_Your objective:_
Copy out the lines of the records below, and only those lines, from the one with "positive clicks: (426, 104) (524, 70)" through the one with "positive clicks: (577, 184) (572, 135)", exactly as they appear.

_Records from a dataset:_
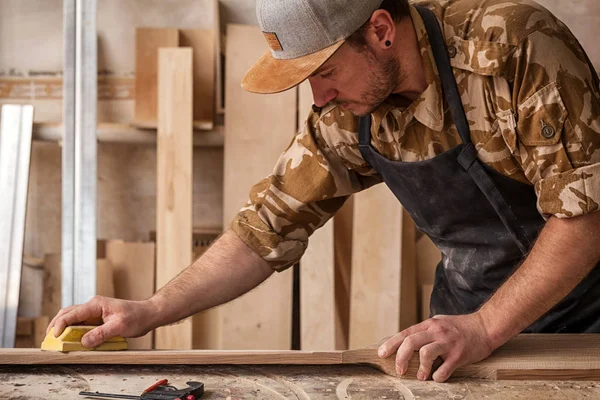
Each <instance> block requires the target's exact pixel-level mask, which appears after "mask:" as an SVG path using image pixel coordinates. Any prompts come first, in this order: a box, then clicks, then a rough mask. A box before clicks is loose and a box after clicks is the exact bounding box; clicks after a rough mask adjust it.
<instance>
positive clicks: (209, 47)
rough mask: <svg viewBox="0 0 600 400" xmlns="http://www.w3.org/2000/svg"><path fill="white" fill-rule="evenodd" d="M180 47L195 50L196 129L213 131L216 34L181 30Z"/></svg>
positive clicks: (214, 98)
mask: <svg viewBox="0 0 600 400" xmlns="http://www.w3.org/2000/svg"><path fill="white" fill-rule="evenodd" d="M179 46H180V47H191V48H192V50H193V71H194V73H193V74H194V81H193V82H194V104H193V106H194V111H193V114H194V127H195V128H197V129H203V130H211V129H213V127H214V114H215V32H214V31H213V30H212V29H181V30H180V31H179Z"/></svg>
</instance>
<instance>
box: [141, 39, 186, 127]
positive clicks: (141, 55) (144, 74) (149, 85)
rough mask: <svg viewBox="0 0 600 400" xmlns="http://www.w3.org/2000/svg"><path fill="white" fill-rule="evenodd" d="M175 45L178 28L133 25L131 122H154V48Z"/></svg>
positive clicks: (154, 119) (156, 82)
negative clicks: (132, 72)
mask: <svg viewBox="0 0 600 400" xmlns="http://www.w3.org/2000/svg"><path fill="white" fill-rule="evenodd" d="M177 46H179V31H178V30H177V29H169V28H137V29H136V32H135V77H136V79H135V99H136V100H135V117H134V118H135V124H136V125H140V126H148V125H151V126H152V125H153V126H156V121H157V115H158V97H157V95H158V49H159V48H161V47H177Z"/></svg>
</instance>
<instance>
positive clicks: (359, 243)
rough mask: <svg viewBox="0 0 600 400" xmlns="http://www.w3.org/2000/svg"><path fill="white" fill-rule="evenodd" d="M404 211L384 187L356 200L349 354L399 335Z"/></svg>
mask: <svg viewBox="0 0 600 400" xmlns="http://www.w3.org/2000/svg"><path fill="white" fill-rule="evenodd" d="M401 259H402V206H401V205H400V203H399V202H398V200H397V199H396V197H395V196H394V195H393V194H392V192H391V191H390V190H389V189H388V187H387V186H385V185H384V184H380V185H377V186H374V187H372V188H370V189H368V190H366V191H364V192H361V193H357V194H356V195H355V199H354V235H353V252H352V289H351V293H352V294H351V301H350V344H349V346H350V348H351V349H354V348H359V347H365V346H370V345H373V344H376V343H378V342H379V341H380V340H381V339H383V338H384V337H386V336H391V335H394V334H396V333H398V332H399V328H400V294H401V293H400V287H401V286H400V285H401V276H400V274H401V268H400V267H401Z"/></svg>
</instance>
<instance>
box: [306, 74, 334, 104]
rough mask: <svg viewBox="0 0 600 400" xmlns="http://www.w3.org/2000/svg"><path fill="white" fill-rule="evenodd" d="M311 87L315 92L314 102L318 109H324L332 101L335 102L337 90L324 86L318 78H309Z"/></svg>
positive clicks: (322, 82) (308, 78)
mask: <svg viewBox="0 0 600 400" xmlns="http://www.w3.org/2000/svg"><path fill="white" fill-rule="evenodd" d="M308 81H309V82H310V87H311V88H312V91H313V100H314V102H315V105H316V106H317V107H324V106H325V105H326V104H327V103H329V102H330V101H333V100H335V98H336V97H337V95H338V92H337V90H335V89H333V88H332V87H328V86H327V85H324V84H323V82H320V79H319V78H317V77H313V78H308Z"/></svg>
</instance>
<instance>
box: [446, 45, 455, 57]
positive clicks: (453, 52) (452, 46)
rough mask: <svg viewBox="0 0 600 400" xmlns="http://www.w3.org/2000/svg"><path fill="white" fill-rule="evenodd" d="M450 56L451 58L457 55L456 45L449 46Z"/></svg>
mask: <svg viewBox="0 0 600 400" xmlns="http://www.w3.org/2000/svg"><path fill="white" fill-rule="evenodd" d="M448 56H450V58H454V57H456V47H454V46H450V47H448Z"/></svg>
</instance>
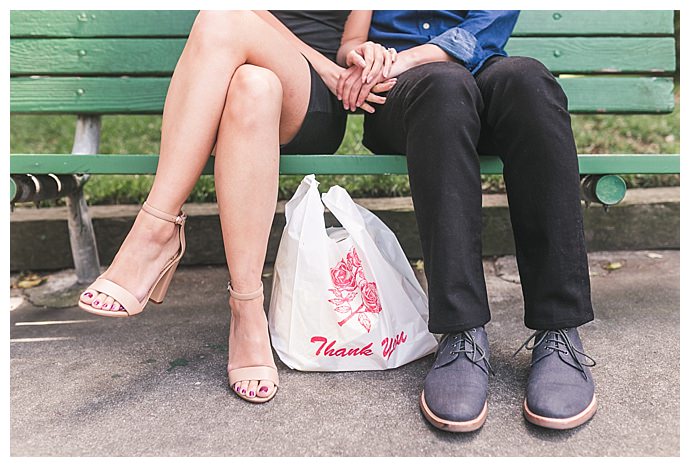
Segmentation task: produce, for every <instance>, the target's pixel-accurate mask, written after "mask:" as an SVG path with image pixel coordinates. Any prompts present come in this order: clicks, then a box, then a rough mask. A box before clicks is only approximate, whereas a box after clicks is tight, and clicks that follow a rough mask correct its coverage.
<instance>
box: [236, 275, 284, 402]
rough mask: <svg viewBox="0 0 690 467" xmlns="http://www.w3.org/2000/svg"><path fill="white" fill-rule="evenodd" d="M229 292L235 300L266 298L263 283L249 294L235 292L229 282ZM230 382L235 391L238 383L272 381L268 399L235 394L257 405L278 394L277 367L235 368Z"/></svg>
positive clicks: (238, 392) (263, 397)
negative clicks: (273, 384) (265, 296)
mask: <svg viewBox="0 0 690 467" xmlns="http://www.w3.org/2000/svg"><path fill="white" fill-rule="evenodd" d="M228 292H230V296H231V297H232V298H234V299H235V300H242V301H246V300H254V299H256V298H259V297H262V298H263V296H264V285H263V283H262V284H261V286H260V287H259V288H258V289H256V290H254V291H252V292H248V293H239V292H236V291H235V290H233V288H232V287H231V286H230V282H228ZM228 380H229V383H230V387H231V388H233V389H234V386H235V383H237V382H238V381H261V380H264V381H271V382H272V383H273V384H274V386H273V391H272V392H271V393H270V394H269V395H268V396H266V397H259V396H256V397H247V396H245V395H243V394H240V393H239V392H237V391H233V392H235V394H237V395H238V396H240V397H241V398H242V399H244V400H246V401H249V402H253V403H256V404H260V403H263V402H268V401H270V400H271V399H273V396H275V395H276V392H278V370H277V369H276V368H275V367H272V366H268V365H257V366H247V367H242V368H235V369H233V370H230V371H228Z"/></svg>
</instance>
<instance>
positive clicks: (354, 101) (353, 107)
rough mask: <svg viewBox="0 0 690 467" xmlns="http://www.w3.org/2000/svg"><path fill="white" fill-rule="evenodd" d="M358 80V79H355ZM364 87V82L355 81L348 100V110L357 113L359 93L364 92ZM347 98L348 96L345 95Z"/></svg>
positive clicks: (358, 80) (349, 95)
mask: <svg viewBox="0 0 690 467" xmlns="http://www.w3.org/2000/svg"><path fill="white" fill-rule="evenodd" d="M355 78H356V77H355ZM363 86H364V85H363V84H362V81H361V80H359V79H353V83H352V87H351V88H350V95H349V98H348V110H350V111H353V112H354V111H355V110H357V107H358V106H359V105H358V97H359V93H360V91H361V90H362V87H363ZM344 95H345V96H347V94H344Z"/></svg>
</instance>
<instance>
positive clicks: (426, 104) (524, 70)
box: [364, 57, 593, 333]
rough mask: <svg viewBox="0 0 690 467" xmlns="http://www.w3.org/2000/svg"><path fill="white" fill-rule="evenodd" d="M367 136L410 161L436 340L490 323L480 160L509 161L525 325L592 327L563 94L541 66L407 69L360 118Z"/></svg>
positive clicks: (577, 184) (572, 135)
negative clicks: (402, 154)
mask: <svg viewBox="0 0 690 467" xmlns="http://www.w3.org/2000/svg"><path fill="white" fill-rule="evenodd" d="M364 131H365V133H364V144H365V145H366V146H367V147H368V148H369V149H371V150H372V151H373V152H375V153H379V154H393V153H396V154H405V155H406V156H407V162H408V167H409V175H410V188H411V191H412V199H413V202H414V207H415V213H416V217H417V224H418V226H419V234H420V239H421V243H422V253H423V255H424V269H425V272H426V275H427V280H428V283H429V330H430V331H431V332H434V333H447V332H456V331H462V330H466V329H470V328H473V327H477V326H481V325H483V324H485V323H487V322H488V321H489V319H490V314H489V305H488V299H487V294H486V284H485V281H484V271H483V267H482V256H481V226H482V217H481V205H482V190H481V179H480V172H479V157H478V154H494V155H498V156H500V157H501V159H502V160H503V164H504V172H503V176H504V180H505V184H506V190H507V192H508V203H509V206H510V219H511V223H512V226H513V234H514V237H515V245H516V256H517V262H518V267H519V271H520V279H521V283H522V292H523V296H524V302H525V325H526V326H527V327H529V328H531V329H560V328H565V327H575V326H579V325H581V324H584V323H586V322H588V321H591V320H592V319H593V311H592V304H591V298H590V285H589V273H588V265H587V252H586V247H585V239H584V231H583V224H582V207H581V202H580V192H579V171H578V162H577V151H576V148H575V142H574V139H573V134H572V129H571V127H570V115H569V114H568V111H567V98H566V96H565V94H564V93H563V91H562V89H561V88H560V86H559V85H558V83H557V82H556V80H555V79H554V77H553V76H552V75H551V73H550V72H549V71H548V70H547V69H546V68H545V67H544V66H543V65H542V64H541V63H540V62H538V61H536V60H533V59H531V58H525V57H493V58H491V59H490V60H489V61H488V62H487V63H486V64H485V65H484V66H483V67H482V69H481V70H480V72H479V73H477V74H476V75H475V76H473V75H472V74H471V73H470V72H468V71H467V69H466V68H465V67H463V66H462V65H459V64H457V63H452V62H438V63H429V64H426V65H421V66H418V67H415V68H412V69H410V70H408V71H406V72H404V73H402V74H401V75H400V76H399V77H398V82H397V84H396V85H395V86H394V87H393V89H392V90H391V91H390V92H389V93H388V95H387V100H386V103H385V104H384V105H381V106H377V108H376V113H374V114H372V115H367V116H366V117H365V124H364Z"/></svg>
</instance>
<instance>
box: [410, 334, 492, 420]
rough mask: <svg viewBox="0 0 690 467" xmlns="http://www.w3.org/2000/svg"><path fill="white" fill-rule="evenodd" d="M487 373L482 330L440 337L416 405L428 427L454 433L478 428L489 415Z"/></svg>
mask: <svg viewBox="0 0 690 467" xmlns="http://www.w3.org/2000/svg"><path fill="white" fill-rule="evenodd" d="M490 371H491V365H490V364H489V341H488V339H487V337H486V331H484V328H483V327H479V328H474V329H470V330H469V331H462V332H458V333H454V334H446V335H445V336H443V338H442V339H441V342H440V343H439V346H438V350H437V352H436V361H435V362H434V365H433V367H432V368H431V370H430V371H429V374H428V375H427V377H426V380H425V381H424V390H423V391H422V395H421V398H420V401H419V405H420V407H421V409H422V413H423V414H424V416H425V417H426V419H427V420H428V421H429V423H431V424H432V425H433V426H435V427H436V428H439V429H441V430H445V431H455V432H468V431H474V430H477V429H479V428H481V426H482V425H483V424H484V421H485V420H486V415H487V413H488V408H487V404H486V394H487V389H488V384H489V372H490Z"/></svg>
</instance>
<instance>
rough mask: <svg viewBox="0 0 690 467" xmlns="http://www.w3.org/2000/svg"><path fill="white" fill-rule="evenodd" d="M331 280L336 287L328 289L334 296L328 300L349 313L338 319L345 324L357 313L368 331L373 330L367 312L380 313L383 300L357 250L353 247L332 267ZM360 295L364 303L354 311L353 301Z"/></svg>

_Exercise output:_
positive clicks: (426, 104) (524, 70)
box: [364, 57, 593, 333]
rough mask: <svg viewBox="0 0 690 467" xmlns="http://www.w3.org/2000/svg"><path fill="white" fill-rule="evenodd" d="M367 136L410 161L436 340L490 323L480 160L509 161L525 325L592 327L563 94L541 66L407 69L360 118Z"/></svg>
positive clicks: (577, 184) (572, 135)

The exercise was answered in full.